**Challenge A:** According to the St Margaret's School text, which architect was commissioned to design the new school at Bushey?

begin Text excerpt

St Margaret's School is an independent boarding and day school co-educational aged 2–18 in Bushey, Hertfordshire.

As well as day places, the school offers boarding options for pupils from year 7 (age 11) and is situated in  of countryside close to London. The school is currently in the process of becoming co-educational. There are currently male students in the junior school, and in sixth form. St Margaret's is planning to go fully co-educational by 2022.

History
In 1749 the Society of Stewards and Subscribers for Maintaining and Educating Poor Orphans of Clergymen was set up in London and charitable donations to it were made by wealthy people, including the royal family and politicians. In 1760 Princess Amelia gave £100 and in 1791 George III donated £500, being part of the proceeds of one of Mr Handel's musical performances in Westminster Abbey.  A school for 20 girls was set up in a house in Southwark, London, and the boys were sent to an existing school in Thirsk, North Yorkshire.

On 28 April 1809, the Society was Incorporated at the sole expense of the Bishop of Durham and it became the Clergy Orphan Corporation.  The Clergy Orphan Corporation paid for a new school building to be erected on land bought in St John's Wood next to Lord's Cricket Ground, and both boys and girls moved there in 1812. In 1852 the boys moved to Canterbury (now St Edmund's School).

The St John's Wood site was sold in 1895 to the Manchester, Sheffield and Lincoln Railway and the school building demolished. Today the Lord's Indoor Cricket School stands on the exact site of the old Clergy Orphan Corporation School.  The eminent architect Alfred Waterhouse was commissioned to design and build a new school on land bought at Bushey, Hertfordshire and, while this was being done, the girls moved to temporary premises at Windsor.  The new school was ready by 1897 and in September of that year, 80 clergy orphans, their teachers and formidable Headmistress, Miss Emily Baylee, moved in.  This Waterhouse building is Grade II listed. Miss Baylee renamed the school after Saint Margaret of Scotland, who was thought to be a good role model for the girls.

end Text excerpt

**Challenge B:** How many lines in the rows below contain the string "receive"? Reply with the number alone.

begin Supplied records

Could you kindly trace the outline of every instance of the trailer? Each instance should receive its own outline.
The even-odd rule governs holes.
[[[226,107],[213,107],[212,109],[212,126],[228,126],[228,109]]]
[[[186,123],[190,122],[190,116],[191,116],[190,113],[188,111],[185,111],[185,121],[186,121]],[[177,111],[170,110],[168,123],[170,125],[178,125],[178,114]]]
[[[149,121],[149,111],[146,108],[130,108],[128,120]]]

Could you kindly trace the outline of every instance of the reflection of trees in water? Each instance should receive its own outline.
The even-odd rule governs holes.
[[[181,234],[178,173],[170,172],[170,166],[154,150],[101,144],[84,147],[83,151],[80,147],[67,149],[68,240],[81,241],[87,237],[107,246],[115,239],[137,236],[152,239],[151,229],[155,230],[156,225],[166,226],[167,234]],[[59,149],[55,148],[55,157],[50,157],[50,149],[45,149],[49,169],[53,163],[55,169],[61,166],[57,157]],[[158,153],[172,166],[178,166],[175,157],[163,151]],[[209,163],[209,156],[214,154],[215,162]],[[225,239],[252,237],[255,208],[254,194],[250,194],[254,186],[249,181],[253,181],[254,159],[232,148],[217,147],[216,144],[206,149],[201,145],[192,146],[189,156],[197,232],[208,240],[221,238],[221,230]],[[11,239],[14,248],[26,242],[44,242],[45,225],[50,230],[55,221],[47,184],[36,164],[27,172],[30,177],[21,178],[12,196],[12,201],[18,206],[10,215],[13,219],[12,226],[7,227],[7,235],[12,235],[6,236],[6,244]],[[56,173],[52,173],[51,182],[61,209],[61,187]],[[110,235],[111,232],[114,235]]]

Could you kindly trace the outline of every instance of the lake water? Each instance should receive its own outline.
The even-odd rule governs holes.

end Supplied records

**Exercise result A:** Alfred Waterhouse

**Exercise result B:** 3